REQUIREMENTS
Copy the passage on linked list data structures word for word, from "The linked list" to "7b respectively.".

DOCUMENT EXTRACT
The linked list data structure 140 also contains pointers
DestinationReachableList.sub.--1_ptr and
DestinationReachableList.sub.--1_ptr to linked list data structures
142 illustrated in FIG. 8d, which contain lists of destinations 114
and destination circles 116 that are reachable from the particular
intersection 110 along the particular road 108 in directions of
decreasing node_ID and increasing node_ID respectively. The linked
list data structure 142 of FIG. 8d contains a list of values of
indexes Destination_ID and DestinationCircle_ID which designate
destinations 114 and associated destination circles 116 that are
reachable from the particular intersection 110, and which refer to
corresponding data structures 134, 130 illustrated in FIGS. 7d and
7b respectively.

Some data:
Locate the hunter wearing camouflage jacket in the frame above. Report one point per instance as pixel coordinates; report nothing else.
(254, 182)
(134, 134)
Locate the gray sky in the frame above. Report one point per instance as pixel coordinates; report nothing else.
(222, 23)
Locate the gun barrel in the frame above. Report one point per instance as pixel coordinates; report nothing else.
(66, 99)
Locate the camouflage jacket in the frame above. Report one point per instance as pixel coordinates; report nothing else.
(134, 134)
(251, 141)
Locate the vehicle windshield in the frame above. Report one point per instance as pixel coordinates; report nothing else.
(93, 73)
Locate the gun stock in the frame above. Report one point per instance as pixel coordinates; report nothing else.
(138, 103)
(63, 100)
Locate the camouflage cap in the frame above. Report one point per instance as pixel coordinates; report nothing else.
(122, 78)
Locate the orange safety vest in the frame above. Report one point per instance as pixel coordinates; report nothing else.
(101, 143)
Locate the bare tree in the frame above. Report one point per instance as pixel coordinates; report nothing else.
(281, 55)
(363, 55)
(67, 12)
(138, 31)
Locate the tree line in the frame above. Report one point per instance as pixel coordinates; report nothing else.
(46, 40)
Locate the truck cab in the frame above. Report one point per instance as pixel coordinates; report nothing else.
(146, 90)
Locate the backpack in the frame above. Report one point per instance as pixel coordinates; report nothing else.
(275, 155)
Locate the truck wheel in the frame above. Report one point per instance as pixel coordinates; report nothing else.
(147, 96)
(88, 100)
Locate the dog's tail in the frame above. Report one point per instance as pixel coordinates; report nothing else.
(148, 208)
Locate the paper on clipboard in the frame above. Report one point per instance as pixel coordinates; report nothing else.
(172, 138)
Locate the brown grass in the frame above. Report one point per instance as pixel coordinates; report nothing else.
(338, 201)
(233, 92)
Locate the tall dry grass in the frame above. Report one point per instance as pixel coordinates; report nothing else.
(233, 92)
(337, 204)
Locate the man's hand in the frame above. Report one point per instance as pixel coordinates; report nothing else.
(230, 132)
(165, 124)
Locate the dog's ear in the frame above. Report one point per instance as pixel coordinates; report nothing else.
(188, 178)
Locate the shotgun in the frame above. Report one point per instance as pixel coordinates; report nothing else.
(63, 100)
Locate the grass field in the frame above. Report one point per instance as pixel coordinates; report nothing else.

THE COMPLETED TASK
The linked list data structure 140 also contains pointers
DestinationReachableList.sub.--1_ptr and
DestinationReachableList.sub.--1_ptr to linked list data structures
142 illustrated in FIG. 8d, which contain lists of destinations 114
and destination circles 116 that are reachable from the particular
intersection 110 along the particular road 108 in directions of
decreasing node_ID and increasing node_ID respectively. The linked
list data structure 142 of FIG. 8d contains a list of values of
indexes Destination_ID and DestinationCircle_ID which designate
destinations 114 and associated destination circles 116 that are
reachable from the particular intersection 110, and which refer to
corresponding data structures 134, 130 illustrated in FIGS. 7d and
7b respectively.